▸ EXERCISE GOAL
Express the records below as a JSON list of strings, with one string for each line and blank lines omitted.

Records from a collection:
****

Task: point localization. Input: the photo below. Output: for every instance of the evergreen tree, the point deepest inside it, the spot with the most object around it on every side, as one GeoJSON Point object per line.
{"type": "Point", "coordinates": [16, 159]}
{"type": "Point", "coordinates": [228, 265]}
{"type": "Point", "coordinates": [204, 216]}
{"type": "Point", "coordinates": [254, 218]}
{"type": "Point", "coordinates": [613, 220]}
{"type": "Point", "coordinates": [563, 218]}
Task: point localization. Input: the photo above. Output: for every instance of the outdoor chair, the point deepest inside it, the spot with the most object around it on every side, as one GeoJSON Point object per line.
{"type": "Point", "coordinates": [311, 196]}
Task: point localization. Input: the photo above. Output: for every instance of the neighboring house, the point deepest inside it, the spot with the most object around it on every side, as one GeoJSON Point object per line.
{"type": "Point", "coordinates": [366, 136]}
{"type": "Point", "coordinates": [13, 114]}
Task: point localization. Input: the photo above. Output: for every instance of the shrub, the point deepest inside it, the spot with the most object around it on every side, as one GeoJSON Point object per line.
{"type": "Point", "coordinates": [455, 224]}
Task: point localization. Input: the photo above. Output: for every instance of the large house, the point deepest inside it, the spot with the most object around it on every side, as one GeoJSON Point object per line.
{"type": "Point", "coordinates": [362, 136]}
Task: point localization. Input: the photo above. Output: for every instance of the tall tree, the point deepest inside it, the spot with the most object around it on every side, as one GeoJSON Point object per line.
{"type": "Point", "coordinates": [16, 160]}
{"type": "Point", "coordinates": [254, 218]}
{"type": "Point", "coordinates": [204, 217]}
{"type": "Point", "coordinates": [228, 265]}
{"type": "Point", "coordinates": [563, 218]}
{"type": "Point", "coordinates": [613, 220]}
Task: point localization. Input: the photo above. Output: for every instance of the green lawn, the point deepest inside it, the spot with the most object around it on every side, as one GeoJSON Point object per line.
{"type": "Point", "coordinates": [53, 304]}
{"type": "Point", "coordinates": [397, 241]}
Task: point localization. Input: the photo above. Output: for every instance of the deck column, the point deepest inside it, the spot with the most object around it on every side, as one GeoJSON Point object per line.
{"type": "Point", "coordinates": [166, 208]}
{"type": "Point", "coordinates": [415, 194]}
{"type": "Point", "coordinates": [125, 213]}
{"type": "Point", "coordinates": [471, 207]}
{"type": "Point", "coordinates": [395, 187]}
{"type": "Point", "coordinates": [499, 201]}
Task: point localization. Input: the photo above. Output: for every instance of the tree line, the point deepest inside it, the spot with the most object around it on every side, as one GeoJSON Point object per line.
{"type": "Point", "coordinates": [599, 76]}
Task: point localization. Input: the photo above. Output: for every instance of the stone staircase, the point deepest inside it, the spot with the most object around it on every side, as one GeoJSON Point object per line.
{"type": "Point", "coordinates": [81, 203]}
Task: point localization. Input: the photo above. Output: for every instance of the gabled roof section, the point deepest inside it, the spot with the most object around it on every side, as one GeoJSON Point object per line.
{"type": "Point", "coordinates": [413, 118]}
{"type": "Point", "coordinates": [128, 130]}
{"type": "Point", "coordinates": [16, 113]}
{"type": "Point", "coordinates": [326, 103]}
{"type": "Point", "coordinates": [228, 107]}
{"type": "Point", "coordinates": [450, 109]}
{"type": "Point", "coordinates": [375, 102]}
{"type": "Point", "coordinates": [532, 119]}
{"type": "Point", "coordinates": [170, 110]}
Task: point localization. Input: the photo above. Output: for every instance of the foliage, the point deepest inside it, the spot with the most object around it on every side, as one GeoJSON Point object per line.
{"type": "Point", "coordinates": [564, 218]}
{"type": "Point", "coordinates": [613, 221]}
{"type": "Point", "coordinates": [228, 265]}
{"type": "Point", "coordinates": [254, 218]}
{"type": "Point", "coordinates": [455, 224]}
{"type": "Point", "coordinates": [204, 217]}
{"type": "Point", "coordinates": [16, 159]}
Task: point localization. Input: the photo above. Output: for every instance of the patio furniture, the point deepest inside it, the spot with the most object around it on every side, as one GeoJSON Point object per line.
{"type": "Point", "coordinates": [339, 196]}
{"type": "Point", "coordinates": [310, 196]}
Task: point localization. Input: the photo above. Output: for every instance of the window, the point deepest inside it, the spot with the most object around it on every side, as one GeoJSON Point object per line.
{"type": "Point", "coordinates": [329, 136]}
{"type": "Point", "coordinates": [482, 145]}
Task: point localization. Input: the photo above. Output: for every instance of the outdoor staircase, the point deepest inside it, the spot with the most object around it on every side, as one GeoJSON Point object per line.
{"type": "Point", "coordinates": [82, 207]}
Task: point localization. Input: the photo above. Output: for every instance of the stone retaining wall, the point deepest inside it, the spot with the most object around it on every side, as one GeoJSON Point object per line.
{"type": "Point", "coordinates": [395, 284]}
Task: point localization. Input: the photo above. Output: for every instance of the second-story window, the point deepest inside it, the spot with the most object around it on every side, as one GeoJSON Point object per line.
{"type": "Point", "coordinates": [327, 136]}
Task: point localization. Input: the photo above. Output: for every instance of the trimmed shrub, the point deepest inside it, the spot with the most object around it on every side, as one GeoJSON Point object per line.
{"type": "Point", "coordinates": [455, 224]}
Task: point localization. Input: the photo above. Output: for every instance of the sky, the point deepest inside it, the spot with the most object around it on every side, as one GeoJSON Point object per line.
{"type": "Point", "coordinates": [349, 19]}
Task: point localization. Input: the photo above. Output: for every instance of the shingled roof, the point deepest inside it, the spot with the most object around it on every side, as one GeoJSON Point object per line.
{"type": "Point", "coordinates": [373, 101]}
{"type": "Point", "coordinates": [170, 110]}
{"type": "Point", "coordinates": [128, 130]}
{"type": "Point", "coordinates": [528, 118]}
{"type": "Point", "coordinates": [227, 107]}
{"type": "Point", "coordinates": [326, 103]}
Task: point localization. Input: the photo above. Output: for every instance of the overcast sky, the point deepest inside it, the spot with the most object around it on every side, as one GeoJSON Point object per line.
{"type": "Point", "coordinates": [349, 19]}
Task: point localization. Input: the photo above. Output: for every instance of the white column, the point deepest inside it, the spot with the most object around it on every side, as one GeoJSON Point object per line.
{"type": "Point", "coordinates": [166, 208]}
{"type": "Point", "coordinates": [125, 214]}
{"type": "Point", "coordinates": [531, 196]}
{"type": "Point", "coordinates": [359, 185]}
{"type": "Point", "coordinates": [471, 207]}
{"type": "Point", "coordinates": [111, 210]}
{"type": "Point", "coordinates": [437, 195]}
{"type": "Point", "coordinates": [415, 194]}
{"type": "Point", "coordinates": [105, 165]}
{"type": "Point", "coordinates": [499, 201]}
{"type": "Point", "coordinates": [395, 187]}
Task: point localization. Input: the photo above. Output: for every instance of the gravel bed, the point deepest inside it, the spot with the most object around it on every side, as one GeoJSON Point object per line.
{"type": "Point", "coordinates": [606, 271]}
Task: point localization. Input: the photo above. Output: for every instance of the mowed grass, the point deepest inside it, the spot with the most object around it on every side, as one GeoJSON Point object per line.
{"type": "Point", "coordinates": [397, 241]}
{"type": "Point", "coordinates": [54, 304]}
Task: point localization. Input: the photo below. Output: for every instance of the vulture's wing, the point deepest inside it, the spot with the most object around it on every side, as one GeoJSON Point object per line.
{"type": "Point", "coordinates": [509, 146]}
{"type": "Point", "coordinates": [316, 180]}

****

▸ COMPLETE ANSWER
[
  "Task: point localization. Input: the photo below. Output: for every instance of the evergreen tree, the point deepest inside it, the spot with the most object around it on every side, as one GeoJSON Point object per line.",
  "{\"type\": \"Point\", \"coordinates\": [16, 159]}",
  "{\"type\": \"Point\", \"coordinates\": [228, 265]}",
  "{\"type\": \"Point\", \"coordinates\": [204, 216]}",
  "{\"type\": \"Point\", \"coordinates\": [254, 218]}",
  "{\"type\": \"Point\", \"coordinates\": [613, 220]}",
  "{\"type\": \"Point\", \"coordinates\": [563, 218]}",
  "Task: point localization. Input: the photo above. Output: for every instance of the outdoor chair, the point deepest inside it, the spot with the most object around it on every side, as one GeoJSON Point object per line.",
  "{\"type\": \"Point\", \"coordinates\": [311, 196]}",
  "Task: point localization. Input: the photo above. Output: for every instance of the neighboring house, the point deepest inside it, the spot with the most object around it on every side, as one GeoJSON Point object per line.",
  "{\"type\": \"Point\", \"coordinates\": [366, 136]}",
  "{\"type\": \"Point\", \"coordinates\": [13, 114]}",
  "Task: point localization. Input: the photo above. Output: for every instance of the shrub, the point deepest inside it, the spot with the most object around it on every side, as one GeoJSON Point object per line.",
  "{\"type\": \"Point\", \"coordinates\": [455, 224]}",
  "Task: point localization. Input: the photo above. Output: for every instance of the large house, the point deepest inside it, the spot with the most object around it on every side, as one GeoJSON Point object per line.",
  "{\"type\": \"Point\", \"coordinates\": [362, 136]}",
  "Task: point localization. Input: the photo above. Output: for every instance of the tall tree, the point deepest inside it, the spot with the most object around it on every side, as one GeoJSON Point object per line.",
  "{\"type\": \"Point\", \"coordinates\": [16, 160]}",
  "{\"type\": \"Point\", \"coordinates\": [254, 218]}",
  "{\"type\": \"Point\", \"coordinates\": [204, 217]}",
  "{\"type\": \"Point\", \"coordinates\": [228, 265]}",
  "{\"type\": \"Point\", \"coordinates\": [563, 218]}",
  "{\"type\": \"Point\", \"coordinates\": [613, 220]}",
  "Task: point localization. Input: the photo above. Output: for every instance of the green lawn, the point deepest inside it, the spot with the most object around it on every side, as one GeoJSON Point object per line.",
  "{\"type\": \"Point\", \"coordinates\": [53, 304]}",
  "{\"type\": \"Point\", \"coordinates\": [397, 241]}",
  "Task: point localization. Input: the photo above. Output: for every instance of the deck column, the point deepest inside it, the spot with the most object around it on every side, as one GeoJSON Point object per line.",
  "{\"type\": \"Point\", \"coordinates\": [166, 208]}",
  "{\"type\": \"Point\", \"coordinates\": [415, 194]}",
  "{\"type\": \"Point\", \"coordinates\": [125, 213]}",
  "{\"type\": \"Point\", \"coordinates\": [471, 207]}",
  "{\"type\": \"Point\", \"coordinates\": [395, 187]}",
  "{\"type\": \"Point\", \"coordinates\": [499, 201]}",
  "Task: point localization. Input: the photo above. Output: for every instance of the tree line, the point deepest inside it, the spot with the most object around it on every side, as one GeoJSON Point object per line.",
  "{\"type\": \"Point\", \"coordinates\": [599, 76]}",
  "Task: point localization. Input: the photo above. Output: for every instance of the stone staircase, the point deepest inside it, the spot with the most object around it on every side, as one GeoJSON Point object per line.",
  "{\"type\": \"Point\", \"coordinates\": [81, 203]}",
  "Task: point localization. Input: the photo above. Output: for every instance of the gabled roof section, the point deepest inside it, the spot with the most object around it on every side, as one GeoJSON Point object per line.",
  "{\"type\": \"Point\", \"coordinates\": [413, 118]}",
  "{\"type\": \"Point\", \"coordinates\": [128, 130]}",
  "{\"type\": \"Point\", \"coordinates\": [16, 113]}",
  "{\"type\": \"Point\", \"coordinates\": [326, 103]}",
  "{\"type\": \"Point\", \"coordinates\": [228, 107]}",
  "{\"type\": \"Point\", \"coordinates\": [450, 109]}",
  "{\"type\": \"Point\", \"coordinates\": [375, 102]}",
  "{\"type\": \"Point\", \"coordinates\": [532, 119]}",
  "{\"type\": \"Point\", \"coordinates\": [170, 110]}",
  "Task: point localization. Input: the photo above. Output: for every instance of the foliage, the point deepest inside it, the spot with the most object around it on every side, as one GeoJSON Point object per line.",
  "{\"type\": \"Point\", \"coordinates\": [564, 218]}",
  "{\"type\": \"Point\", \"coordinates\": [613, 221]}",
  "{\"type\": \"Point\", \"coordinates\": [228, 265]}",
  "{\"type\": \"Point\", \"coordinates\": [254, 218]}",
  "{\"type\": \"Point\", \"coordinates\": [455, 224]}",
  "{\"type\": \"Point\", \"coordinates\": [204, 217]}",
  "{\"type\": \"Point\", \"coordinates\": [16, 159]}",
  "Task: point localization. Input: the photo above. Output: for every instance of the patio furniture, the point deepest inside it, the spot with the most object around it on every side, as one GeoJSON Point object per line.",
  "{\"type\": \"Point\", \"coordinates\": [339, 196]}",
  "{\"type\": \"Point\", \"coordinates\": [310, 196]}",
  "Task: point localization. Input: the photo above. Output: for every instance of the window, the point deepest inside it, the spot with the most object around it on every side, as one GeoJSON Point object per line.",
  "{\"type\": \"Point\", \"coordinates\": [329, 136]}",
  "{\"type\": \"Point\", \"coordinates\": [482, 145]}",
  "Task: point localization. Input: the photo above. Output: for every instance of the outdoor staircase, the point deepest inside it, the spot with the most object around it on every side, as one GeoJSON Point object per line.",
  "{\"type\": \"Point\", \"coordinates\": [82, 207]}",
  "Task: point localization. Input: the photo above. Output: for every instance of the stone retaining wall, the point deepest inside it, the spot with the most object around it on every side, as one GeoJSON Point object per line.",
  "{\"type\": \"Point\", \"coordinates\": [395, 284]}",
  "Task: point localization. Input: the photo above. Output: for every instance of the second-story window, the point deepest inside it, the spot with the most object around it on every side, as one GeoJSON Point object per line.",
  "{\"type\": \"Point\", \"coordinates\": [327, 136]}",
  "Task: point localization. Input: the photo above. Output: for every instance of the trimmed shrub, the point deepest inside it, the spot with the most object around it on every side, as one GeoJSON Point object per line.",
  "{\"type\": \"Point\", \"coordinates\": [455, 224]}",
  "Task: point localization. Input: the photo above. Output: for every instance of the sky, the point deepest inside it, the spot with the most object around it on every side, as one GeoJSON Point object per line.",
  "{\"type\": \"Point\", \"coordinates\": [349, 19]}",
  "Task: point localization. Input: the photo above. Output: for every instance of the shingled roof, the point deepest inside it, the spot with the most object around it on every side, as one GeoJSON Point object per line.",
  "{\"type\": \"Point\", \"coordinates\": [373, 101]}",
  "{\"type\": \"Point\", \"coordinates\": [170, 110]}",
  "{\"type\": \"Point\", \"coordinates\": [128, 130]}",
  "{\"type\": \"Point\", \"coordinates\": [528, 118]}",
  "{\"type\": \"Point\", \"coordinates\": [227, 107]}",
  "{\"type\": \"Point\", \"coordinates\": [326, 103]}",
  "Task: point localization. Input: the photo above. Output: for every instance of the overcast sky, the point deepest inside it, the spot with the most object around it on every side, as one GeoJSON Point object per line.",
  "{\"type\": \"Point\", \"coordinates\": [349, 19]}",
  "Task: point localization. Input: the photo above. Output: for every instance of the white column, the point deepest inside it, the spot with the most object around it on every side, as one GeoJSON Point object per line.",
  "{\"type\": \"Point\", \"coordinates\": [166, 208]}",
  "{\"type\": \"Point\", \"coordinates\": [125, 214]}",
  "{\"type\": \"Point\", \"coordinates\": [531, 196]}",
  "{\"type\": \"Point\", \"coordinates\": [359, 185]}",
  "{\"type\": \"Point\", \"coordinates\": [471, 207]}",
  "{\"type\": \"Point\", \"coordinates\": [111, 210]}",
  "{\"type\": \"Point\", \"coordinates\": [437, 195]}",
  "{\"type\": \"Point\", \"coordinates\": [415, 194]}",
  "{\"type\": \"Point\", \"coordinates\": [105, 165]}",
  "{\"type\": \"Point\", \"coordinates\": [499, 201]}",
  "{\"type\": \"Point\", \"coordinates\": [395, 187]}",
  "Task: point localization. Input: the photo above. Output: for every instance of the gravel bed, the point deepest inside it, the spot with the most object around it on every side, as one GeoJSON Point object per line.",
  "{\"type\": \"Point\", \"coordinates\": [606, 271]}",
  "Task: point localization. Input: the photo above. Output: for every instance of the mowed grass, the point deepest inside it, the spot with the most object around it on every side, as one GeoJSON Point object per line.",
  "{\"type\": \"Point\", \"coordinates\": [397, 241]}",
  "{\"type\": \"Point\", \"coordinates\": [54, 304]}",
  "Task: point localization. Input: the photo below. Output: for every instance of the vulture's wing, the point deepest inside it, the spot with the most object around it on every side, as one GeoJSON Point object per line.",
  "{\"type\": \"Point\", \"coordinates\": [509, 146]}",
  "{\"type\": \"Point\", \"coordinates\": [316, 180]}"
]